START
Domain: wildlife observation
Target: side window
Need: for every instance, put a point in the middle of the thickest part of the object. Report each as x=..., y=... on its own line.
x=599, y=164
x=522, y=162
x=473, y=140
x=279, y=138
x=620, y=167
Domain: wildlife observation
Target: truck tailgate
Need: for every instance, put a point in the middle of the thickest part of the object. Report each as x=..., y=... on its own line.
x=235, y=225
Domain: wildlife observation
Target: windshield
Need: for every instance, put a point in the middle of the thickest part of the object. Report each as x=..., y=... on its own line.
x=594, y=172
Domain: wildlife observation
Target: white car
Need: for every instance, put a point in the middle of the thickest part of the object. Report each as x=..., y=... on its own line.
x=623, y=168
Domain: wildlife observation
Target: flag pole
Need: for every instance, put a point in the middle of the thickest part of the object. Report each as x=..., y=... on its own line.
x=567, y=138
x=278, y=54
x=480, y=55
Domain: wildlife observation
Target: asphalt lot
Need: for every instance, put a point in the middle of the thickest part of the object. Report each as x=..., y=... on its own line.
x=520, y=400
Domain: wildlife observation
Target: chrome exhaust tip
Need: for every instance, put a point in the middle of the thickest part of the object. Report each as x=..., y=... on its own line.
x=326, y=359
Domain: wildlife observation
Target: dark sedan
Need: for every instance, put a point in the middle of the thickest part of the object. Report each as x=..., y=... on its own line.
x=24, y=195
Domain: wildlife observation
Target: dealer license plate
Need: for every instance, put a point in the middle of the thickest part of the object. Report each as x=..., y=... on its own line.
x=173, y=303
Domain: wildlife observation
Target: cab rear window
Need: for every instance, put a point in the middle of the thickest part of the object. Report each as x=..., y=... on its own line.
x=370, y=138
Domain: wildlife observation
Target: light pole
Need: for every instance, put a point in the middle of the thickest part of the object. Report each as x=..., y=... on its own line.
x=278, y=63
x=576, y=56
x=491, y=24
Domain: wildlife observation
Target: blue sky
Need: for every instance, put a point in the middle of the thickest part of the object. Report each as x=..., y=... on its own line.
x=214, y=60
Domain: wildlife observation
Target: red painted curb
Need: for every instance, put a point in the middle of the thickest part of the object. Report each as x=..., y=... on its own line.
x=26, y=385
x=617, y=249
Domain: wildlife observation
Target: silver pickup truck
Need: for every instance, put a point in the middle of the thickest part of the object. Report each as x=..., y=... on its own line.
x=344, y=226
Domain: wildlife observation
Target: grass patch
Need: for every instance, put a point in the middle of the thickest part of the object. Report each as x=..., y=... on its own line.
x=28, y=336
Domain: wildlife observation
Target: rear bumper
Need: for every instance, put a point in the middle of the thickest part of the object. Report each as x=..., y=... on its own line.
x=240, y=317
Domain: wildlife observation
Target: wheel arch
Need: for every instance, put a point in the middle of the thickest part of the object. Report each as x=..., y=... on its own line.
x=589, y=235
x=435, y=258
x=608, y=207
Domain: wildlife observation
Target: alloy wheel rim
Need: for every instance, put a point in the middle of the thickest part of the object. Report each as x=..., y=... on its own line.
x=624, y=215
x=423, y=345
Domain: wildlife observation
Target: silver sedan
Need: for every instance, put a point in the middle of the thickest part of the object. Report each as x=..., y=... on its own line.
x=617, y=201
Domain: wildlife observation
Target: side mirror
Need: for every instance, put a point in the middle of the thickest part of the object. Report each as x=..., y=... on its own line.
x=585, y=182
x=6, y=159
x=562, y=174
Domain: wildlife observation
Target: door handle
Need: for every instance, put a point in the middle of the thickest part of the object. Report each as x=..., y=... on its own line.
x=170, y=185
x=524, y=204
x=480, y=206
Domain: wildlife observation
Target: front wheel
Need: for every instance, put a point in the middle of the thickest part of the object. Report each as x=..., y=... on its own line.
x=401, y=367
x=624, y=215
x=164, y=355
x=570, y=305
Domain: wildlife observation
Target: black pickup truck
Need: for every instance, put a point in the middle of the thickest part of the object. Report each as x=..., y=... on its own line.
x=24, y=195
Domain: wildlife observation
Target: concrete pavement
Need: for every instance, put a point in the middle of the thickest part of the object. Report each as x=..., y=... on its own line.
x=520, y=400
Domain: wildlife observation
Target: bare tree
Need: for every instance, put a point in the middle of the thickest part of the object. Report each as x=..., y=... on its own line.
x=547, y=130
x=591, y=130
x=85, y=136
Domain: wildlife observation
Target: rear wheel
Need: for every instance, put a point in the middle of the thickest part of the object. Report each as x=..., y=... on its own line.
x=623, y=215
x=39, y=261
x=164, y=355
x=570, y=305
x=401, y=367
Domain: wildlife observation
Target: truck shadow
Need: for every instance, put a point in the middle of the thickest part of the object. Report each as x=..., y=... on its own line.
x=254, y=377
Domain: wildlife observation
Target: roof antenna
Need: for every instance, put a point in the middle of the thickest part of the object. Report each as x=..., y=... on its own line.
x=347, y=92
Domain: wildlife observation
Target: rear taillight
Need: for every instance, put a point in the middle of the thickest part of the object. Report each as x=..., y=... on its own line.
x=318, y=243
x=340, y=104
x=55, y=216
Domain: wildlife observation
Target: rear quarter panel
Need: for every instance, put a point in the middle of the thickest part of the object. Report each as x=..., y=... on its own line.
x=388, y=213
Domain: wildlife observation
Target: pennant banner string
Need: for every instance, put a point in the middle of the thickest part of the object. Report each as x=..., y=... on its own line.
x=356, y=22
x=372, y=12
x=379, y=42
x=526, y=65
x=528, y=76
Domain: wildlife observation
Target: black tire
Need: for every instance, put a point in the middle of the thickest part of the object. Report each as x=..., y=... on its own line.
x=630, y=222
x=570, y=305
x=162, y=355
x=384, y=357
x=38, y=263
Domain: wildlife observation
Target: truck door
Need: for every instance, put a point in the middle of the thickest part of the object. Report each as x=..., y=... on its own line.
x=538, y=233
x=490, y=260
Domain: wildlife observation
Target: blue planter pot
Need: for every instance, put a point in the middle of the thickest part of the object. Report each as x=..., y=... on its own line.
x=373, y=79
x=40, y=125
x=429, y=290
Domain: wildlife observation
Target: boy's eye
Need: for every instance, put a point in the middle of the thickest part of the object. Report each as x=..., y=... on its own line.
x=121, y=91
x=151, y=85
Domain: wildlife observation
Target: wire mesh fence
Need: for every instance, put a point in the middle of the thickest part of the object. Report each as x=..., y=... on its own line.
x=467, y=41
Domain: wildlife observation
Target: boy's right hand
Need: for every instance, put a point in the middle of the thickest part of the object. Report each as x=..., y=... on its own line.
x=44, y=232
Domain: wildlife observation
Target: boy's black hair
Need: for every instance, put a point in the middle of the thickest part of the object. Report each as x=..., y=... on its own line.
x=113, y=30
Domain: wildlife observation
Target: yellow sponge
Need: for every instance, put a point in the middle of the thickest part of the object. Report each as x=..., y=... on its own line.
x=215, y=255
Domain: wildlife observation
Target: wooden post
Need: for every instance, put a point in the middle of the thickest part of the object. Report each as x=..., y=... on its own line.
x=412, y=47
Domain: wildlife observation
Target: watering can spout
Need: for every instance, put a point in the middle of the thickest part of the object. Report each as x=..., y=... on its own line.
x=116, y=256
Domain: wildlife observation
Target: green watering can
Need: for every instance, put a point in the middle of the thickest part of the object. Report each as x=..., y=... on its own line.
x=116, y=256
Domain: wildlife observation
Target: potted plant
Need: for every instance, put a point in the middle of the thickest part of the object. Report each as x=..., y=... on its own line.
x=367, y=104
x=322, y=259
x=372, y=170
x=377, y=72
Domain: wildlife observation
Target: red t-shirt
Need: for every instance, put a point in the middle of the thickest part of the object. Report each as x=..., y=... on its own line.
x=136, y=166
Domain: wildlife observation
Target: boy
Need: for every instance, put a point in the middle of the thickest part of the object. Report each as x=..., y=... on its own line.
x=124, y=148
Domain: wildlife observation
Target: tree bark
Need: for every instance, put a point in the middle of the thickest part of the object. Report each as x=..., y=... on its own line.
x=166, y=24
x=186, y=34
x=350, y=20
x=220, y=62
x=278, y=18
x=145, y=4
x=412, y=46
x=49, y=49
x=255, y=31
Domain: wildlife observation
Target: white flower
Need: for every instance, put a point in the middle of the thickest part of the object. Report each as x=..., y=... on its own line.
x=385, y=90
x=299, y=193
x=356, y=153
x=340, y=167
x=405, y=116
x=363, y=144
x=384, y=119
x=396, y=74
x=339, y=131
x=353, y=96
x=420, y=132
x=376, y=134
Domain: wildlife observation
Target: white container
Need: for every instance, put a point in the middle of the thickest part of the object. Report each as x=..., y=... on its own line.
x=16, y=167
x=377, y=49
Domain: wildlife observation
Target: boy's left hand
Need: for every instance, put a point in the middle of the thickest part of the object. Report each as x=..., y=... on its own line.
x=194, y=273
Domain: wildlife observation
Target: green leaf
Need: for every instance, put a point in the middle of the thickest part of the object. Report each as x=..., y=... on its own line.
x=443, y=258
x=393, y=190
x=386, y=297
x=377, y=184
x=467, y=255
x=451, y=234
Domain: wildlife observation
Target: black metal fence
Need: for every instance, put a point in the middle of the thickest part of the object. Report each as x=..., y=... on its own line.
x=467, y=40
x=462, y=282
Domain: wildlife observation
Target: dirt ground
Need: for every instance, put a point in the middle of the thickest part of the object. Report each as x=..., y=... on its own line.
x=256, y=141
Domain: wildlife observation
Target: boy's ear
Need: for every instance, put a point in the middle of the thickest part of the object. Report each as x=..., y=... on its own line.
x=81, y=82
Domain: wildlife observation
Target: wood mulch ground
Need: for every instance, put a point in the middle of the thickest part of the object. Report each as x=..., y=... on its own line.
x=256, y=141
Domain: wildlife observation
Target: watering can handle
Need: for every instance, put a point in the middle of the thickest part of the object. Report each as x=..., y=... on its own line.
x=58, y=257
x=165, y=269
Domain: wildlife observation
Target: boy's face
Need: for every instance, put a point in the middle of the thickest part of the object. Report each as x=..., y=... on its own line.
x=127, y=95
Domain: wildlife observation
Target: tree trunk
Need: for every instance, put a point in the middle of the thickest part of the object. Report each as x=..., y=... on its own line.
END
[GOAL]
Collect every line of the data above that contains the word "side", and copy each such line in full.

[TASK ANSWER]
Target: side window
Target: side mirror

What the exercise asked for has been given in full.